[Start Record list]

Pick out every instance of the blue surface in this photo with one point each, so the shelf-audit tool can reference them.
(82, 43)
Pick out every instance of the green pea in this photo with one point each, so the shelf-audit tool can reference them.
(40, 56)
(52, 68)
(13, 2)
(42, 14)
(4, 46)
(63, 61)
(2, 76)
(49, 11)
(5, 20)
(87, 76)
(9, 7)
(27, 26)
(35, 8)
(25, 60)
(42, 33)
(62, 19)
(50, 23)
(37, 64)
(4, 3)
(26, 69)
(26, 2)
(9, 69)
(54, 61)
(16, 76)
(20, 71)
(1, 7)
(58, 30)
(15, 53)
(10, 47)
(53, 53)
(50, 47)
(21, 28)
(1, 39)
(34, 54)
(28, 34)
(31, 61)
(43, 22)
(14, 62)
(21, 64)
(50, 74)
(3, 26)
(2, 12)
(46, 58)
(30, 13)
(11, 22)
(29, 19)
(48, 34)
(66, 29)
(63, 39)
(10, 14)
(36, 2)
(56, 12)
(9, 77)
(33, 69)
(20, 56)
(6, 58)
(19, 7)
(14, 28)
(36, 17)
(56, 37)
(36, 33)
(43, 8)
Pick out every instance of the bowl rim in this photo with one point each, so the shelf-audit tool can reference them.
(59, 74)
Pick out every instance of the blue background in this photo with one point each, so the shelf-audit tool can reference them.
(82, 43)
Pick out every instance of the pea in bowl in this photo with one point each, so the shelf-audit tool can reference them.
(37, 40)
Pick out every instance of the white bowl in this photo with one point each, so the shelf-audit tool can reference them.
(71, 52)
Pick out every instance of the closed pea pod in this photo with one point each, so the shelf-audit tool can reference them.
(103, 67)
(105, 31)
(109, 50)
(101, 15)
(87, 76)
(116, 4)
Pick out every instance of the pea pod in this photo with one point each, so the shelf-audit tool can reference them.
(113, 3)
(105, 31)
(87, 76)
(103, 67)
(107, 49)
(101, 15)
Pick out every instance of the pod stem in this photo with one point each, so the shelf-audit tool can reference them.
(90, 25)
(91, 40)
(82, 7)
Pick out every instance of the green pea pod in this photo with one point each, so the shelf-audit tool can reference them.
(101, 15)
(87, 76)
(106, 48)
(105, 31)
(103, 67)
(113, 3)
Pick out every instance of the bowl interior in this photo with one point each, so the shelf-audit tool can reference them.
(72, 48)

[End Record list]

Written instruction:
Reproduce every item above, swapping "shelf-audit tool" for "inventory tool" wherever it occurs and keeping everything else the same.

Answer to the task:
Pick out every instance of the blue surface in this photo with one point each, so the inventory tool can reference them.
(82, 43)
Pick out every instance of the green pea in this photo with one point each, so the inventory tool can reference them.
(40, 56)
(52, 68)
(13, 2)
(42, 14)
(4, 46)
(63, 61)
(2, 76)
(49, 11)
(5, 20)
(87, 76)
(9, 7)
(27, 26)
(35, 8)
(25, 60)
(42, 33)
(62, 19)
(50, 23)
(37, 64)
(4, 3)
(26, 69)
(26, 2)
(9, 69)
(54, 61)
(16, 76)
(20, 71)
(1, 7)
(58, 30)
(15, 53)
(10, 47)
(53, 53)
(50, 47)
(21, 28)
(1, 39)
(34, 54)
(28, 34)
(31, 61)
(43, 22)
(14, 62)
(21, 64)
(50, 74)
(3, 26)
(2, 12)
(46, 58)
(30, 13)
(11, 22)
(29, 19)
(48, 34)
(66, 29)
(63, 39)
(10, 14)
(36, 2)
(56, 12)
(9, 77)
(33, 69)
(20, 56)
(6, 58)
(19, 7)
(14, 28)
(36, 17)
(56, 37)
(36, 33)
(43, 8)
Pick out every instance of the bowl rim in this photo with one point each, so the inventory tool can reference them.
(59, 74)
Pick out every instance of the blue background in this photo with one point each, so the inventory tool can reference them.
(82, 43)
Pick out every instance of the pea in bowl in this photo with one point each, so the inventory tool can reference them.
(37, 40)
Pick out every instance of the white bowl in this photo with one point each, so the inventory tool can reference them.
(71, 52)
Pick out every instance of the closed pea pod in this photo with one point each, so the inventory tool can reference them.
(103, 67)
(105, 31)
(109, 50)
(101, 15)
(87, 76)
(116, 4)
Pick out every instance of the pea pod in this photo with one point each, so the inventory tool can reference them.
(113, 3)
(105, 31)
(87, 76)
(103, 67)
(107, 49)
(101, 15)
Pick out every instance of the pod stem in this photo with one point each, so the inventory tool can reference them.
(90, 25)
(91, 40)
(82, 7)
Pick out every instance of the green pea pod in this photo with one point each, so the inventory tool can reference them.
(101, 15)
(87, 76)
(106, 48)
(105, 31)
(103, 67)
(113, 3)
Pick out every instance of the bowl interior in this photo with one point each, so the inventory tool can reference them.
(72, 48)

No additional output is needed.